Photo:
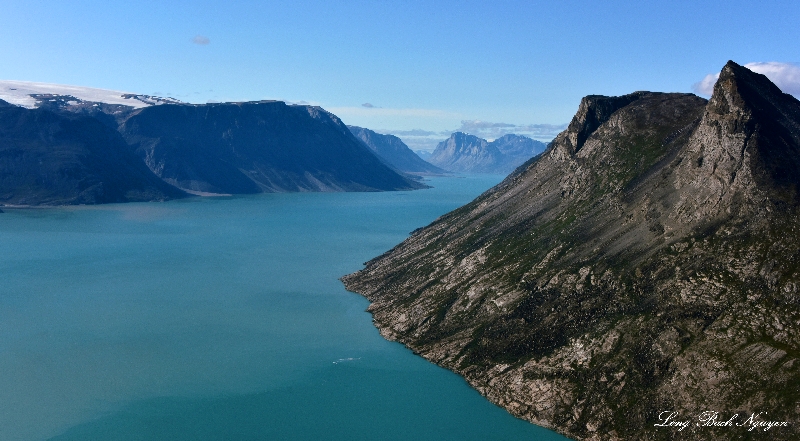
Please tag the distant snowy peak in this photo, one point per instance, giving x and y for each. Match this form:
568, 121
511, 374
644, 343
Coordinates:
31, 95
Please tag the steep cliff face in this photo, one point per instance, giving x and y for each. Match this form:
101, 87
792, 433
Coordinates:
395, 152
49, 158
648, 261
256, 147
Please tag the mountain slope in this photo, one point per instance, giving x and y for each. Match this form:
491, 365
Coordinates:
648, 261
49, 158
469, 154
254, 147
391, 149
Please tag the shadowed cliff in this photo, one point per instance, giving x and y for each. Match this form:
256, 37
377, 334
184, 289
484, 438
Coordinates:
648, 261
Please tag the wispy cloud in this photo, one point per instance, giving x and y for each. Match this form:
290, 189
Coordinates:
494, 130
419, 139
785, 75
201, 40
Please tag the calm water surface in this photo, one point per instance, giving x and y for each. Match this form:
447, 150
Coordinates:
221, 319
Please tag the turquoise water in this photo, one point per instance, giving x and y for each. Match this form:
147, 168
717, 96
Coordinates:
221, 319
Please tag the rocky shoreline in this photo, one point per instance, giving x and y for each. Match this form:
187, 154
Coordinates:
646, 265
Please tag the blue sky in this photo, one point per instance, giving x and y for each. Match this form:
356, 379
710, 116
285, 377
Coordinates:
424, 66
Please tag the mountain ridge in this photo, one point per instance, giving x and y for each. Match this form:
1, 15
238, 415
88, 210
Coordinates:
465, 153
591, 299
395, 152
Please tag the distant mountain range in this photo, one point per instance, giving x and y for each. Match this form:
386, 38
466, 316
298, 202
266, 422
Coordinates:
643, 272
395, 152
465, 153
73, 145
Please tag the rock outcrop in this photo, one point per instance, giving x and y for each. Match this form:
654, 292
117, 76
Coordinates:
463, 153
648, 262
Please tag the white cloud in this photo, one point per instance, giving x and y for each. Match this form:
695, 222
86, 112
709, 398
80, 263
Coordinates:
201, 40
785, 75
706, 85
384, 111
492, 130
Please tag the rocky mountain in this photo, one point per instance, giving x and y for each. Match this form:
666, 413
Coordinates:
253, 147
640, 275
50, 158
469, 154
213, 148
395, 152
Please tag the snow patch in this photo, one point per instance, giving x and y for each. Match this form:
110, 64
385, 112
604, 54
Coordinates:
19, 93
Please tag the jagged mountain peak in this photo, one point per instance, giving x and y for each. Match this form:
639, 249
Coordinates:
647, 261
593, 111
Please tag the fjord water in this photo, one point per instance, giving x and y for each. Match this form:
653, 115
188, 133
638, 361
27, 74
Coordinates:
221, 318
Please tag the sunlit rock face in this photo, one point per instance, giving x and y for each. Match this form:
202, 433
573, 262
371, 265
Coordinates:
646, 262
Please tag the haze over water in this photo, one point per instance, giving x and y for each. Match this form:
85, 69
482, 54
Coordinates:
209, 319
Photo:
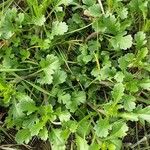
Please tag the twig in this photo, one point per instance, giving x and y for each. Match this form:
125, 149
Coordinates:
101, 6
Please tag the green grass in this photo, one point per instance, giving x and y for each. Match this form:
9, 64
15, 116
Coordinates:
75, 74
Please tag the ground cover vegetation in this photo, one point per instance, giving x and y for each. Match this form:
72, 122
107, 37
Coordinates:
75, 74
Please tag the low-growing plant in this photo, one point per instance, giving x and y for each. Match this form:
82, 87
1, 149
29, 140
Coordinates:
75, 72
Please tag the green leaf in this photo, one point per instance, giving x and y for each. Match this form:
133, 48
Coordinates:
140, 39
39, 21
144, 114
65, 2
119, 130
57, 140
43, 134
81, 143
22, 136
121, 42
35, 129
102, 127
130, 116
59, 77
129, 102
118, 92
59, 28
64, 116
119, 76
77, 98
145, 84
142, 53
126, 60
89, 2
94, 10
49, 66
26, 104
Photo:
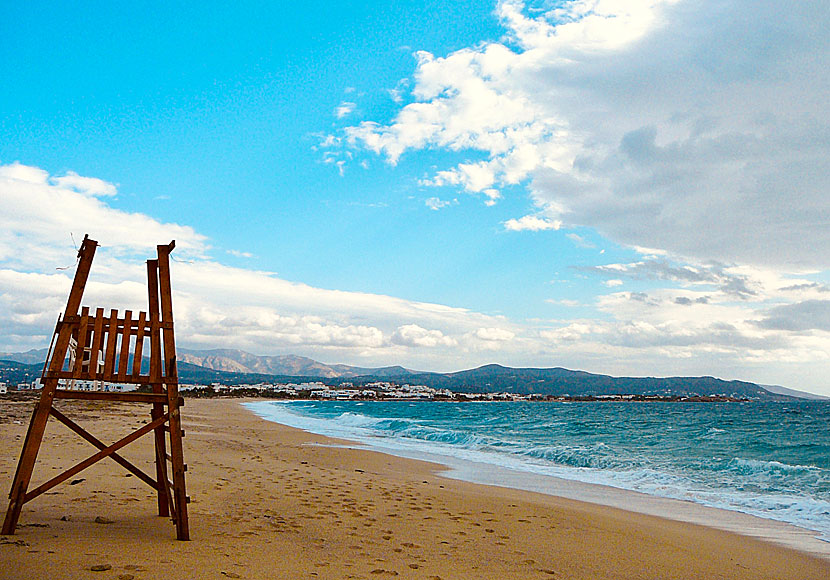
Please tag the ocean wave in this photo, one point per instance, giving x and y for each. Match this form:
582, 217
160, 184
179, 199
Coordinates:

........

▶ **Exercise goal**:
Reproduce the listing word for word and omit its pictures.

▶ **Answer in full**:
Photo:
Please tag the distant snowy peak in this photo, one point per instance, giving x and y for each. Match this form:
568, 121
511, 374
644, 343
Coordinates:
31, 95
Please tag the steep cliff face in this photo, one point per instance, giving x and y for each. Match this form:
101, 87
792, 433
Coordinates:
395, 152
49, 158
648, 261
256, 147
Please tag the mountain slope in this photo, one point per instance, giving x and y for each. Match this form:
491, 365
Coordinates:
648, 261
49, 158
469, 154
254, 147
391, 149
Please tag the shadowed cliff in this photo, one point per instance, giving x and y for each. Match this form:
256, 37
377, 334
184, 289
484, 438
Coordinates:
648, 261
Please tag the wispy cloud in this photo, one point per instance, giving x and y for each. Match this form:
290, 189
Coordinates:
494, 130
419, 139
785, 75
201, 40
Please tag the calm water surface in this photo, one point per instance, giving x and y for each. Match this form:
447, 150
Coordinates:
221, 319
Please tag the turquoise water in this photo, one point per instance, giving x and y for each. Match this form:
147, 168
717, 96
Coordinates:
221, 319
Please tag the rocky shoreline in this photo, one point per instance, giving x and y for each. Match this form:
187, 154
Coordinates:
646, 265
Please tag the blue sky in this photo, one point per instance, giving x and y for each. Match this form:
356, 379
710, 116
285, 377
Coordinates:
424, 66
Please tag the mountain ridge in this photo, one point per instance, giving x and y for each. Match this form:
1, 15
238, 415
88, 210
Coordinates:
465, 153
591, 299
395, 152
Please tag the distant mountain range in this photo, one point per instance, giving x and y for each. Match this form:
386, 38
466, 316
298, 202
266, 422
Coordinates:
643, 272
395, 152
465, 153
73, 145
Please tag the rock outcrop in this photo, one point per instance, giving x and y for each. Match this form:
654, 292
117, 76
Coordinates:
463, 153
648, 262
Please tag the white cloud in this photo, one point per instance, giving x and y for each. Match this form:
695, 222
86, 112
709, 398
80, 263
Coordinates:
201, 40
785, 75
706, 85
384, 111
492, 130
Please tag the rocky mountain in this photo, one point per instance, giving x and y for each. Match this form:
666, 413
Coordinates:
253, 147
640, 275
50, 158
469, 154
213, 148
395, 152
Please tag the snow patch in this photo, one point per instance, giving x and y for each. Match this form:
110, 64
385, 112
604, 54
Coordinates:
19, 93
Please tag the jagged mountain peak in this photo, one point per instance, giving x and y for each. Match this form:
639, 249
Coordinates:
647, 261
593, 111
Please tag the fjord water in this photo, one point per instance, giving x and y for each. Match this form:
653, 115
188, 133
638, 361
27, 74
Coordinates:
221, 318
Please tag the sunlit rock face in this photo, one point per instance, giving x and y for each. Match this form:
202, 433
573, 262
371, 265
Coordinates:
646, 262
Please tag the haze over water in this photo, one point per instance, giving x and y for each. Match this form:
85, 69
482, 54
Coordinates:
209, 319
Photo:
Please tag the twig in this photo, one point per instance, giving x and y for each. Match this form:
125, 149
Coordinates:
101, 6
Please tag the green grass in this photo, one point per instance, giving x and y for each. Match this form:
9, 64
15, 116
Coordinates:
75, 74
Please tag the ground cover vegetation in this photo, one point per instance, giving x and y for each. Match this form:
72, 122
107, 37
Coordinates:
75, 74
Please tag the low-growing plant in this photo, one point per instance, giving x and y for each. Match this form:
82, 87
1, 149
29, 140
Coordinates:
75, 72
Please tag the green leaf in this photo, one point per instance, giving x and y for each. Match this form:
133, 48
Coordinates:
140, 39
39, 21
144, 114
65, 2
119, 130
57, 140
43, 134
81, 143
22, 136
121, 42
35, 129
102, 127
130, 116
59, 77
129, 102
118, 92
59, 28
64, 116
119, 76
77, 98
145, 84
142, 53
126, 60
89, 2
94, 10
49, 66
26, 104
Photo:
Please tag the ocean wave in this photo, one point per instance, giving x and y for each. Match this form:
582, 217
160, 184
179, 199
Coordinates:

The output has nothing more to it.